Brief:
Change each occurrence of "whole pixels" in the listing below to "integer pixels" and leave every other line as it stands. Omit the pictures from your output.
--- begin Material shown ---
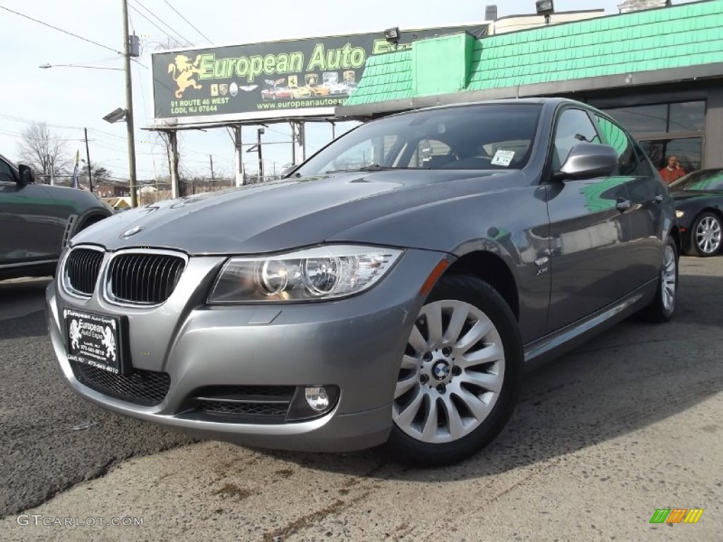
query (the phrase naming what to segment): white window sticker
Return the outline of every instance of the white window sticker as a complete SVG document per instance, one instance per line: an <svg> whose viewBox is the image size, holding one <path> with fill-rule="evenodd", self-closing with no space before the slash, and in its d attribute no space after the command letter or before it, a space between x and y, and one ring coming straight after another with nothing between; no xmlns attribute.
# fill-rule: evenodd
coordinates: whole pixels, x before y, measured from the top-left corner
<svg viewBox="0 0 723 542"><path fill-rule="evenodd" d="M492 165L509 165L514 158L515 151L513 150L498 150L495 153L492 163Z"/></svg>

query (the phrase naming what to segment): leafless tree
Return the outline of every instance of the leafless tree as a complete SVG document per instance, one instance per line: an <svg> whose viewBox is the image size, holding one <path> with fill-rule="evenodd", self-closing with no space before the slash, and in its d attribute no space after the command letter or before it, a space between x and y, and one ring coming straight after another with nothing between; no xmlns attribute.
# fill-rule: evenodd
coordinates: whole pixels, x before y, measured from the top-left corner
<svg viewBox="0 0 723 542"><path fill-rule="evenodd" d="M22 132L20 161L43 176L47 182L53 173L66 165L65 142L53 134L44 123L33 124Z"/></svg>

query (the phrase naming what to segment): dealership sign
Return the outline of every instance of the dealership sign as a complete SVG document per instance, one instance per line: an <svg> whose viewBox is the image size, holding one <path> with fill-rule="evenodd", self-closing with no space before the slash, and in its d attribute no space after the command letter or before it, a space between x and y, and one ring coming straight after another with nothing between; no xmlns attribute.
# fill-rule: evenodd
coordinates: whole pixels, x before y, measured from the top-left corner
<svg viewBox="0 0 723 542"><path fill-rule="evenodd" d="M411 48L417 39L486 25L382 33L155 53L155 124L331 116L351 95L372 55Z"/></svg>

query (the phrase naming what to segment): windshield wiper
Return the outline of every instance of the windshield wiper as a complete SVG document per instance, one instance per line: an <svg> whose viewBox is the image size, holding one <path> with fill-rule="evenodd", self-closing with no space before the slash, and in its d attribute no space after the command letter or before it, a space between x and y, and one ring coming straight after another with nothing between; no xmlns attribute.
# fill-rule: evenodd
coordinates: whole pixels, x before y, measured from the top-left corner
<svg viewBox="0 0 723 542"><path fill-rule="evenodd" d="M379 164L369 164L369 165L364 165L363 168L352 168L351 169L330 169L328 171L325 171L324 174L351 173L354 171L391 171L395 169L428 169L428 168L402 168L393 167L390 165L380 165Z"/></svg>

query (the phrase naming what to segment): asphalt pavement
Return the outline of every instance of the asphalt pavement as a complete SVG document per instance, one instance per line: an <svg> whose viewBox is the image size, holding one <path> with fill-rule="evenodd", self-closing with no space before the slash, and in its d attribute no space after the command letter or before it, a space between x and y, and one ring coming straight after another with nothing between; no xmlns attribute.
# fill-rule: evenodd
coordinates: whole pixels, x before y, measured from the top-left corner
<svg viewBox="0 0 723 542"><path fill-rule="evenodd" d="M682 259L672 322L623 322L534 371L492 444L432 470L379 449L175 447L188 441L59 383L42 312L1 319L21 298L41 298L42 283L23 288L9 304L0 285L0 540L712 542L723 532L723 257ZM659 508L704 512L694 525L651 524Z"/></svg>

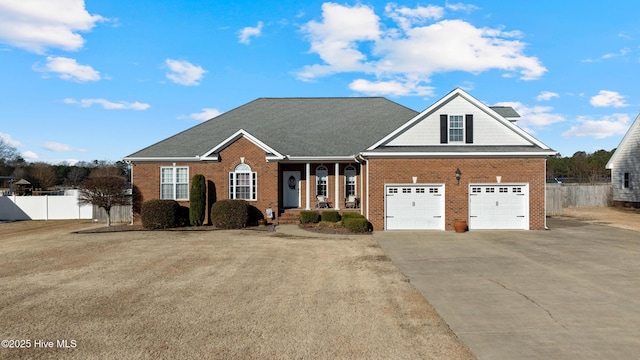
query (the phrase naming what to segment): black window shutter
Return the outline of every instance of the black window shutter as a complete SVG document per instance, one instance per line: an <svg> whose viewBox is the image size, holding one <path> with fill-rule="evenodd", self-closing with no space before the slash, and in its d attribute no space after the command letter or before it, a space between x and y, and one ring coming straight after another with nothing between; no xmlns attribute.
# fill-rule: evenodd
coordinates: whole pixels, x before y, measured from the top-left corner
<svg viewBox="0 0 640 360"><path fill-rule="evenodd" d="M473 114L464 116L464 142L473 144Z"/></svg>
<svg viewBox="0 0 640 360"><path fill-rule="evenodd" d="M449 117L447 114L440 115L440 144L446 144L449 141Z"/></svg>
--- end Material shown ---
Solution for this exercise:
query (the phrase naming what to segment): white window sticker
Return the outline of every instance of the white window sticker as a complete SVG document per instance, one instance per line: an <svg> whose viewBox is the image size, holding one <path> with fill-rule="evenodd", self-closing with no space before the slash, and in its d attribute no space after the command letter or before it, a space between x and y, and one ring coming straight after another with nothing between; no xmlns attribute.
# fill-rule: evenodd
coordinates: integer pixels, x before y, measured from the top-left corner
<svg viewBox="0 0 723 542"><path fill-rule="evenodd" d="M492 165L509 165L514 158L515 151L513 150L498 150L495 153L492 163Z"/></svg>

query (the phrase naming what to segment): leafless tree
Return the outline of every instance of the leafless tree as a complete SVG document per instance, one instance per line: an <svg> whose viewBox is the image size, holding one <path> with fill-rule="evenodd", self-closing with no space before the slash, and in its d attribute no space after the command letter or before it, a space between x and y, and one ring coming straight after another with nothing between; no xmlns attribute.
# fill-rule: evenodd
coordinates: integer pixels, x before y, measured from the top-left corner
<svg viewBox="0 0 723 542"><path fill-rule="evenodd" d="M22 132L20 161L43 176L47 182L53 173L66 165L65 142L53 134L44 123L33 124Z"/></svg>

query (the phrase naming what to segment): dealership sign
Return the outline of every instance of the dealership sign as a complete SVG document per instance, one instance per line: an <svg> whose viewBox is the image size, holding one <path> with fill-rule="evenodd", self-closing with no space before the slash, and in its d attribute no space after the command letter or before it, a space between x and y, and one ring coming straight after another with nothing between; no xmlns attribute.
# fill-rule: evenodd
coordinates: integer pixels, x before y, measured from the top-left corner
<svg viewBox="0 0 723 542"><path fill-rule="evenodd" d="M411 48L417 39L486 25L382 33L155 53L155 124L331 116L351 95L372 55Z"/></svg>

query (the phrase naming what to segment): windshield wiper
Return the outline of every instance of the windshield wiper as a complete SVG document per instance, one instance per line: an <svg> whose viewBox is the image size, holding one <path> with fill-rule="evenodd", self-closing with no space before the slash, and in its d attribute no space after the command letter or before it, a space between x and y, and one ring coming straight after another with nothing between; no xmlns attribute.
# fill-rule: evenodd
coordinates: integer pixels, x before y, measured from the top-left corner
<svg viewBox="0 0 723 542"><path fill-rule="evenodd" d="M379 164L369 164L369 165L364 165L363 168L352 168L351 169L330 169L328 171L325 171L324 174L351 173L354 171L391 171L395 169L428 169L428 168L402 168L393 167L390 165L380 165Z"/></svg>

query (the phrase naming what to segment): asphalt pavement
Return the outline of every instance of the asphalt pavement as a complete SVG document per instance, one instance per line: an <svg> whose viewBox is the image size, holding one <path> with fill-rule="evenodd", self-closing with no space before the slash, and in its d attribute no space after the command letter or before it, a space between x and y, and one ring coming straight after another with nothing between; no xmlns attribute.
# fill-rule: evenodd
coordinates: integer pixels, x before y, measured from the top-left corner
<svg viewBox="0 0 723 542"><path fill-rule="evenodd" d="M682 259L672 322L623 322L534 371L492 444L432 470L379 449L175 447L188 441L59 383L42 312L1 319L21 298L41 298L42 283L23 288L9 304L0 285L0 540L712 542L723 532L723 257ZM659 508L704 512L694 525L651 524Z"/></svg>

query (the phrase naming what to segment): black window shutter
Return the outline of every instance of the black window shutter as a complete SVG document per instance, one instance per line: an <svg> whose viewBox is the image size, holding one <path> with fill-rule="evenodd", self-closing with no space before the slash, and in its d attribute no space after the command letter or before it, a space between x and y, and one ring coming straight after another with nothing between; no xmlns attribute.
# fill-rule: evenodd
coordinates: integer pixels, x before y, measured from the top-left corner
<svg viewBox="0 0 640 360"><path fill-rule="evenodd" d="M473 114L464 116L464 142L473 144Z"/></svg>
<svg viewBox="0 0 640 360"><path fill-rule="evenodd" d="M449 117L447 114L440 115L440 144L446 144L449 141Z"/></svg>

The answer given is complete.